## Bereitgestellte Einträge

──────

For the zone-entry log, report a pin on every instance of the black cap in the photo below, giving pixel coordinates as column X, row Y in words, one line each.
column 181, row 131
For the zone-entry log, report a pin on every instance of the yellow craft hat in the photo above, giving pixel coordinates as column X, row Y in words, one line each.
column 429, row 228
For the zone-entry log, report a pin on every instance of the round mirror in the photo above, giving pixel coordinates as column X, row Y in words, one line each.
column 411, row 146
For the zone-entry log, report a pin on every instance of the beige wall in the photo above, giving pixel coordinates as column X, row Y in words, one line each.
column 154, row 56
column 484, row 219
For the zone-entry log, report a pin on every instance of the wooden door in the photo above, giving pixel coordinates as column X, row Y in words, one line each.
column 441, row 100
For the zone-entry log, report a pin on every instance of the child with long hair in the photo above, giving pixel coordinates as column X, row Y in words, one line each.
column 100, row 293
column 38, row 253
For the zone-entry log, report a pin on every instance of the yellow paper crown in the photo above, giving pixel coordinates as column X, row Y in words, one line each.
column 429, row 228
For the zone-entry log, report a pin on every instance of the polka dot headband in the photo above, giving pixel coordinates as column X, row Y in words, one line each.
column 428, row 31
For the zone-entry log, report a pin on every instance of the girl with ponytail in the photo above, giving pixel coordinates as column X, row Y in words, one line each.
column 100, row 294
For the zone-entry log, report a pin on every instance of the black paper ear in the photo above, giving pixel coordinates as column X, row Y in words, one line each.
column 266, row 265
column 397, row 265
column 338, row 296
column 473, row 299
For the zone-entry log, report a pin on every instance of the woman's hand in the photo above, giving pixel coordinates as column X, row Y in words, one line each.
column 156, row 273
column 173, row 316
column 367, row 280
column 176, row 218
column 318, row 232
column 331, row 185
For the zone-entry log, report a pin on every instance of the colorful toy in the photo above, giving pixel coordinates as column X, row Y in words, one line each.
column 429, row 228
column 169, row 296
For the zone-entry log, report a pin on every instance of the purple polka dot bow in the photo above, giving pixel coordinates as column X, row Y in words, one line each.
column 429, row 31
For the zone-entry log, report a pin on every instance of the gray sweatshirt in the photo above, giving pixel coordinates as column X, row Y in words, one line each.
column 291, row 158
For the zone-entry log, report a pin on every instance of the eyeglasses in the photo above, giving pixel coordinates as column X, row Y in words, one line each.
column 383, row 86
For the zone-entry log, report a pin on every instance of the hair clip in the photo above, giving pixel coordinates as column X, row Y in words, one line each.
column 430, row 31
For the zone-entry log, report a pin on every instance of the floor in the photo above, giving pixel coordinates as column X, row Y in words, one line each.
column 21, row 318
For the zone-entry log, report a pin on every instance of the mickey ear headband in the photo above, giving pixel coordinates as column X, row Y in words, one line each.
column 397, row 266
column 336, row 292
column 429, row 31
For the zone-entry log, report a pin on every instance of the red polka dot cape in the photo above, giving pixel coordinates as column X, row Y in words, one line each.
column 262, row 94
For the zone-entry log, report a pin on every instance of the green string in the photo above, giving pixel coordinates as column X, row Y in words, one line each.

──────

## Ziel der Aufgabe
Schreibe sämtliche Einträge oben als Markdown-Tabelle mit den Spalten „Nr.“ und „Zeile“ um, wobei jede Zeile eine fortlaufende Nummer und ihren Text erhält und Leerzeilen entfallen.

## Lösung der Aufgabe
| Nr. | Zeile |
|---|---|
| 1 | For the zone-entry log, report a pin on every instance of the black cap in the photo below, giving pixel coordinates as column X, row Y in words, one line each. |
| 2 | column 181, row 131 |
| 3 | For the zone-entry log, report a pin on every instance of the yellow craft hat in the photo above, giving pixel coordinates as column X, row Y in words, one line each. |
| 4 | column 429, row 228 |
| 5 | For the zone-entry log, report a pin on every instance of the round mirror in the photo above, giving pixel coordinates as column X, row Y in words, one line each. |
| 6 | column 411, row 146 |
| 7 | For the zone-entry log, report a pin on every instance of the beige wall in the photo above, giving pixel coordinates as column X, row Y in words, one line each. |
| 8 | column 154, row 56 |
| 9 | column 484, row 219 |
| 10 | For the zone-entry log, report a pin on every instance of the wooden door in the photo above, giving pixel coordinates as column X, row Y in words, one line each. |
| 11 | column 441, row 100 |
| 12 | For the zone-entry log, report a pin on every instance of the child with long hair in the photo above, giving pixel coordinates as column X, row Y in words, one line each. |
| 13 | column 100, row 293 |
| 14 | column 38, row 253 |
| 15 | For the zone-entry log, report a pin on every instance of the yellow paper crown in the photo above, giving pixel coordinates as column X, row Y in words, one line each. |
| 16 | column 429, row 228 |
| 17 | For the zone-entry log, report a pin on every instance of the polka dot headband in the photo above, giving pixel coordinates as column X, row Y in words, one line each. |
| 18 | column 428, row 31 |
| 19 | For the zone-entry log, report a pin on every instance of the girl with ponytail in the photo above, giving pixel coordinates as column X, row Y in words, one line each. |
| 20 | column 100, row 294 |
| 21 | For the zone-entry log, report a pin on every instance of the black paper ear in the photo above, giving pixel coordinates as column X, row Y in words, one line each. |
| 22 | column 266, row 265 |
| 23 | column 397, row 265 |
| 24 | column 338, row 296 |
| 25 | column 473, row 299 |
| 26 | For the zone-entry log, report a pin on every instance of the woman's hand in the photo above, giving pixel coordinates as column X, row Y in words, one line each. |
| 27 | column 156, row 273 |
| 28 | column 173, row 316 |
| 29 | column 367, row 280 |
| 30 | column 176, row 218 |
| 31 | column 318, row 232 |
| 32 | column 331, row 185 |
| 33 | For the zone-entry log, report a pin on every instance of the colorful toy in the photo above, giving pixel coordinates as column X, row Y in words, one line each. |
| 34 | column 429, row 228 |
| 35 | column 169, row 296 |
| 36 | For the zone-entry log, report a pin on every instance of the purple polka dot bow in the photo above, giving pixel coordinates as column X, row Y in words, one line each. |
| 37 | column 429, row 31 |
| 38 | For the zone-entry log, report a pin on every instance of the gray sweatshirt in the photo above, giving pixel coordinates as column X, row Y in words, one line each. |
| 39 | column 291, row 158 |
| 40 | For the zone-entry log, report a pin on every instance of the eyeglasses in the photo above, giving pixel coordinates as column X, row Y in words, one line each. |
| 41 | column 383, row 86 |
| 42 | For the zone-entry log, report a pin on every instance of the hair clip in the photo above, giving pixel coordinates as column X, row Y in words, one line each. |
| 43 | column 430, row 31 |
| 44 | For the zone-entry log, report a pin on every instance of the floor in the photo above, giving pixel coordinates as column X, row Y in words, one line each. |
| 45 | column 21, row 318 |
| 46 | For the zone-entry log, report a pin on every instance of the mickey ear headband in the photo above, giving pixel coordinates as column X, row Y in words, one line each. |
| 47 | column 397, row 266 |
| 48 | column 336, row 292 |
| 49 | column 429, row 31 |
| 50 | For the zone-entry log, report a pin on every instance of the red polka dot cape in the photo above, giving pixel coordinates as column X, row Y in words, one line each. |
| 51 | column 262, row 94 |
| 52 | For the zone-entry log, report a pin on every instance of the green string in the photo above, giving pixel coordinates as column X, row Y in words, one line each. |